Entries shown:
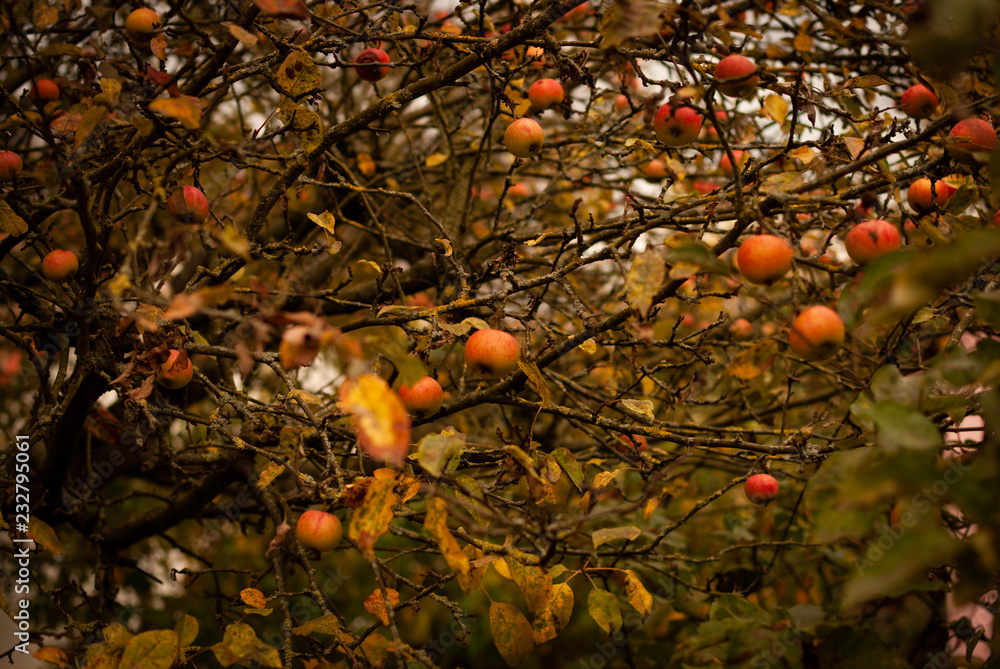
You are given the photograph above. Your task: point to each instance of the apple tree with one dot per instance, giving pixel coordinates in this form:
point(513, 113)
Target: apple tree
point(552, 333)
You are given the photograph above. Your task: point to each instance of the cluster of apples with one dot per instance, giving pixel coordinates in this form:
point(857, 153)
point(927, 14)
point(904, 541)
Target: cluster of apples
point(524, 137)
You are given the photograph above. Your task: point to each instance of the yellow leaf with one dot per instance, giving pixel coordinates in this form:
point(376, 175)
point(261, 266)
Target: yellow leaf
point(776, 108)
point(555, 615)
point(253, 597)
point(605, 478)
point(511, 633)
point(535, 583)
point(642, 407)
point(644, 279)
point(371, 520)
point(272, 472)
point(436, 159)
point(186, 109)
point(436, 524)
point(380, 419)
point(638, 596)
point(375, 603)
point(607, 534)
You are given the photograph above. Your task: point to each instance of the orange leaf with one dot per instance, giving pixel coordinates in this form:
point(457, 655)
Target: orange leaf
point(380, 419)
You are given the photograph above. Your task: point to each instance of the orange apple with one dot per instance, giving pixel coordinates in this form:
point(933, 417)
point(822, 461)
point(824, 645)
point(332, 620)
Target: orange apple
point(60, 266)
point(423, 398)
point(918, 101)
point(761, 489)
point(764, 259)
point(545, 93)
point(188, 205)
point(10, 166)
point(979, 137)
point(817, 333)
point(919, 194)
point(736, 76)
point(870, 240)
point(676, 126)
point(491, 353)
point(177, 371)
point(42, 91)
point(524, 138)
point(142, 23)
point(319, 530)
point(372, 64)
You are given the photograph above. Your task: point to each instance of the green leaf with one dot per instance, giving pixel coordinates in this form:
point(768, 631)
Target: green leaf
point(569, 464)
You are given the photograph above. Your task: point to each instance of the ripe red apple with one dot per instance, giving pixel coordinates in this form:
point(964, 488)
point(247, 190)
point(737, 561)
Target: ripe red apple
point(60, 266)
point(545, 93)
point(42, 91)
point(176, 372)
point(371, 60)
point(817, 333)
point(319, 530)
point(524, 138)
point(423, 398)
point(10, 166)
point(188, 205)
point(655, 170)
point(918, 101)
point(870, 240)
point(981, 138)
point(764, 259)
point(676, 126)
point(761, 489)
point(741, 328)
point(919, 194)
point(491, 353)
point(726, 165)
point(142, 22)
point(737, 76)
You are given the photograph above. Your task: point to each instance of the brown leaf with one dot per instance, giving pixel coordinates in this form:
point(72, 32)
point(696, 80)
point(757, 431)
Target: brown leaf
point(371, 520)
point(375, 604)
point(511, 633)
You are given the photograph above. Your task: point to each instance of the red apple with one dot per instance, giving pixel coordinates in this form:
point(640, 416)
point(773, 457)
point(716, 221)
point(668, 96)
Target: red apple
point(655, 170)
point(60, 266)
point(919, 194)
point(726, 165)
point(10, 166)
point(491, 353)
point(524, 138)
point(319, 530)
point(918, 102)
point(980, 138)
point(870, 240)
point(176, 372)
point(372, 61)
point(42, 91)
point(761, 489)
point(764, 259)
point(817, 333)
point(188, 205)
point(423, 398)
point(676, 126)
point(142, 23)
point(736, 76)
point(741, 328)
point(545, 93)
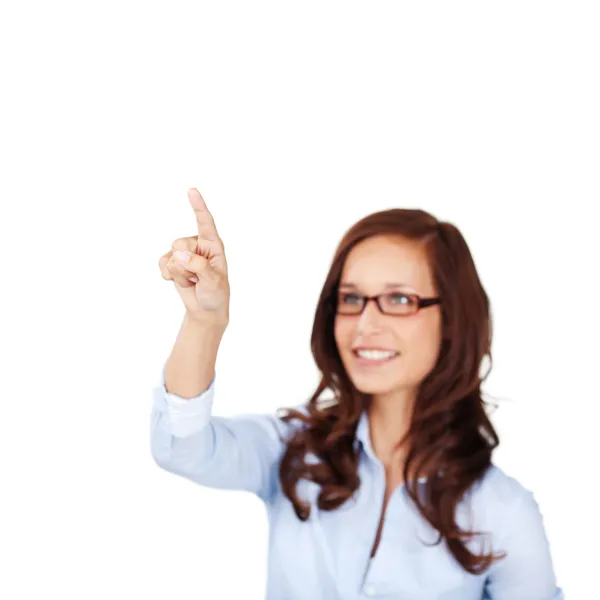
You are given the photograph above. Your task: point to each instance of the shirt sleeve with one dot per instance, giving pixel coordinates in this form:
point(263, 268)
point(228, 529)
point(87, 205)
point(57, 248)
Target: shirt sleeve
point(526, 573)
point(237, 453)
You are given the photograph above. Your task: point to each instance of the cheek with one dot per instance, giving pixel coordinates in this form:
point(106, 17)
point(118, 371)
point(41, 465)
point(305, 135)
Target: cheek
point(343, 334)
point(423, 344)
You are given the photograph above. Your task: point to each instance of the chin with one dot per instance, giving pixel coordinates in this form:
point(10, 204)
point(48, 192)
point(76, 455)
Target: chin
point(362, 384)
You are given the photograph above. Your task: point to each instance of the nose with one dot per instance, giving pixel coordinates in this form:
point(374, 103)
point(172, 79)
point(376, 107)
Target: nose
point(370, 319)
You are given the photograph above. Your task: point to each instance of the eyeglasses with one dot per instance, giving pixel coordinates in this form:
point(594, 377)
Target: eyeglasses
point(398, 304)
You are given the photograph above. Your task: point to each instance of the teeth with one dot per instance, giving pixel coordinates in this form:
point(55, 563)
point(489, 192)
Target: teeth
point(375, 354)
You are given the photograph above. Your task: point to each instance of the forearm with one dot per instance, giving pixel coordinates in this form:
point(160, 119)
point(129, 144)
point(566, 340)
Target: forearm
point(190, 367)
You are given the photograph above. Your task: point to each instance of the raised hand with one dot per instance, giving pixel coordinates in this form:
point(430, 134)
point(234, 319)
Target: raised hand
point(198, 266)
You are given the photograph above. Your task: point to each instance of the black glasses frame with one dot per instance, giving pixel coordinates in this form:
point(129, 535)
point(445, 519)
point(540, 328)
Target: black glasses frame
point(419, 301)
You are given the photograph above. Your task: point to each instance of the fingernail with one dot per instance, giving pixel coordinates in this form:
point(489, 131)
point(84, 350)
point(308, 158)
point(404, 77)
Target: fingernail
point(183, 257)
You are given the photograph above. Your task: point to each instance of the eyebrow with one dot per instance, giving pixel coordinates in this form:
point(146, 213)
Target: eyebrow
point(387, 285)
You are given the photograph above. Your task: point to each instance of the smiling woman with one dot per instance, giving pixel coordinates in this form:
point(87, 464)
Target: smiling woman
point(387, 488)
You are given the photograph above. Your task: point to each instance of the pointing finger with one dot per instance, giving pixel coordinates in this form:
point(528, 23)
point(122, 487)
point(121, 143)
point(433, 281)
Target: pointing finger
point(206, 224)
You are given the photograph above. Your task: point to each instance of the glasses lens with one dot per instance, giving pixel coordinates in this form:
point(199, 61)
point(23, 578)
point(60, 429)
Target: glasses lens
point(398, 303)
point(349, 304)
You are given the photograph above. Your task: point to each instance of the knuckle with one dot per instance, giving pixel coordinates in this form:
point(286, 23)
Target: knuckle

Work instructions: Please rewrite all the records above with "photograph" changed to "image" and everything else left as is. Leave the pictures out of your answer.

Task output:
You are given the image above. Your task: point to each instance of the apple tree with one dot per instance, giving pixel coordinates in this form:
point(513, 113)
Target: apple tree
point(552, 333)
You are given the image above. Your task: point to each instance of the cluster of apples with one dot per instance, giving pixel coordinates in this form:
point(857, 153)
point(927, 14)
point(904, 541)
Target: cluster of apples
point(524, 137)
You are given the image above. Your task: point to each instance of the yellow leaf with one dot per instance, giving pixel coordinates in this form:
point(376, 175)
point(261, 266)
Target: yellow leaf
point(776, 108)
point(555, 615)
point(253, 597)
point(605, 478)
point(511, 633)
point(535, 583)
point(642, 407)
point(644, 279)
point(371, 520)
point(272, 472)
point(436, 159)
point(186, 109)
point(436, 524)
point(380, 419)
point(638, 596)
point(375, 603)
point(607, 534)
You are given the image above. Your task: point to each instance of the orange leaf with one dot per instance, giving pixel coordinates in this form:
point(457, 655)
Target: orange leaf
point(380, 419)
You are given the image above. Your task: point to each instance of the orange apple with one dot per instance, giving pixel coordinates in this form:
point(933, 417)
point(822, 461)
point(824, 645)
point(332, 620)
Target: orange apple
point(60, 266)
point(423, 398)
point(918, 101)
point(761, 489)
point(764, 259)
point(545, 93)
point(188, 205)
point(10, 166)
point(979, 137)
point(817, 333)
point(919, 194)
point(736, 76)
point(870, 240)
point(676, 126)
point(491, 353)
point(177, 371)
point(42, 91)
point(524, 138)
point(142, 23)
point(319, 530)
point(372, 64)
You are given the image above. Your task: point to each instance of the green leaf with one dot per instance, giving pixel coordinates in this form:
point(768, 631)
Target: green leaf
point(569, 464)
You are given the image above. Your task: point to each instance of the ripe red apple with one dot per instance, giving pixel coordinates in this form:
point(964, 488)
point(247, 190)
point(737, 561)
Target: ripe red apple
point(60, 266)
point(545, 93)
point(42, 91)
point(176, 372)
point(371, 60)
point(817, 333)
point(319, 530)
point(524, 138)
point(423, 398)
point(10, 166)
point(188, 205)
point(655, 170)
point(918, 101)
point(870, 240)
point(981, 138)
point(764, 259)
point(676, 126)
point(761, 489)
point(741, 328)
point(919, 194)
point(491, 353)
point(726, 165)
point(142, 22)
point(737, 76)
You are given the image above. Your task: point to each instance of the brown leaf with one dot per instance, giving pixel coordinates in this form:
point(72, 32)
point(696, 80)
point(757, 431)
Target: brown leaf
point(371, 520)
point(375, 604)
point(511, 633)
You are given the image above. Your task: point to each instance of the red apple with one dot per instance, giving pixel coordinates in this form:
point(640, 416)
point(773, 457)
point(716, 221)
point(668, 96)
Target: red apple
point(655, 170)
point(60, 266)
point(919, 194)
point(726, 165)
point(10, 166)
point(491, 353)
point(524, 138)
point(319, 530)
point(918, 102)
point(980, 138)
point(870, 240)
point(176, 372)
point(372, 61)
point(42, 91)
point(761, 489)
point(764, 259)
point(817, 333)
point(188, 205)
point(423, 398)
point(676, 126)
point(142, 23)
point(736, 76)
point(741, 328)
point(545, 93)
You are given the image above. Your task: point to each instance of the shirt sleeve with one dot per instance, giving pixel coordinates in this form:
point(263, 268)
point(228, 529)
point(87, 205)
point(57, 248)
Target: shirt sleeve
point(526, 573)
point(237, 453)
You are given the image above. Your task: point to each instance of the cheek with one dot per instance, giving pixel coordinates in this form:
point(106, 17)
point(118, 371)
point(41, 465)
point(305, 135)
Target: cheek
point(343, 334)
point(423, 344)
You are given the image above. Your task: point to each instance of the chin with one dot per instance, giving pixel coordinates in this form:
point(10, 204)
point(48, 192)
point(76, 455)
Target: chin
point(362, 384)
You are given the image above. Your task: point to each instance of the nose with one dot per instance, giving pixel coordinates in this form:
point(374, 103)
point(172, 79)
point(376, 107)
Target: nose
point(370, 319)
You are given the image above. Your task: point to each instance of the eyeglasses with one dot per instance, giving pixel coordinates in this form:
point(594, 377)
Target: eyeglasses
point(398, 304)
You are given the image above. Your task: point to each instance of the teeth with one dot per instance, giving pixel coordinates in this form:
point(55, 563)
point(489, 192)
Target: teeth
point(375, 354)
You are given the image above. Your task: point to each instance of the forearm with one dot per instance, giving pixel coordinates in this form:
point(160, 119)
point(129, 144)
point(566, 340)
Target: forearm
point(190, 367)
You are given the image above. Your task: point to each instance of the raised hand with one dot per instance, giving pixel coordinates in this form:
point(430, 134)
point(234, 319)
Target: raised hand
point(198, 266)
You are given the image above. Your task: point to each instance of the black glasses frame with one dot per instance, giving pixel coordinates in this form:
point(129, 535)
point(445, 519)
point(540, 328)
Target: black glasses frame
point(419, 301)
You are given the image above. Your task: point to each instance of the fingernail with one dot per instance, giving pixel coordinates in this form:
point(489, 131)
point(84, 350)
point(308, 158)
point(404, 77)
Target: fingernail
point(183, 257)
You are given the image above. Your task: point to each instance of the eyebrow with one dot per instance, giving pixel coordinates in this form:
point(146, 213)
Target: eyebrow
point(387, 285)
You are given the image above. Your task: point to each instance of the smiling woman with one dot per instance, giving pixel coordinates in this form:
point(87, 464)
Target: smiling woman
point(387, 488)
You are given the image above. Your task: point to each instance of the pointing finger with one dot per instance, giving pixel coordinates in this form:
point(528, 23)
point(122, 487)
point(121, 143)
point(433, 281)
Target: pointing finger
point(206, 224)
You are given the image above. Your task: point to each instance of the glasses lens with one dot per instance, giving pixel coordinates in this form:
point(199, 61)
point(23, 578)
point(60, 429)
Target: glasses lens
point(398, 303)
point(349, 304)
You are given the image above. Your task: point to each instance of the knuckle with one dot per instance, giving pixel coordinates in this form:
point(286, 23)
Target: knuckle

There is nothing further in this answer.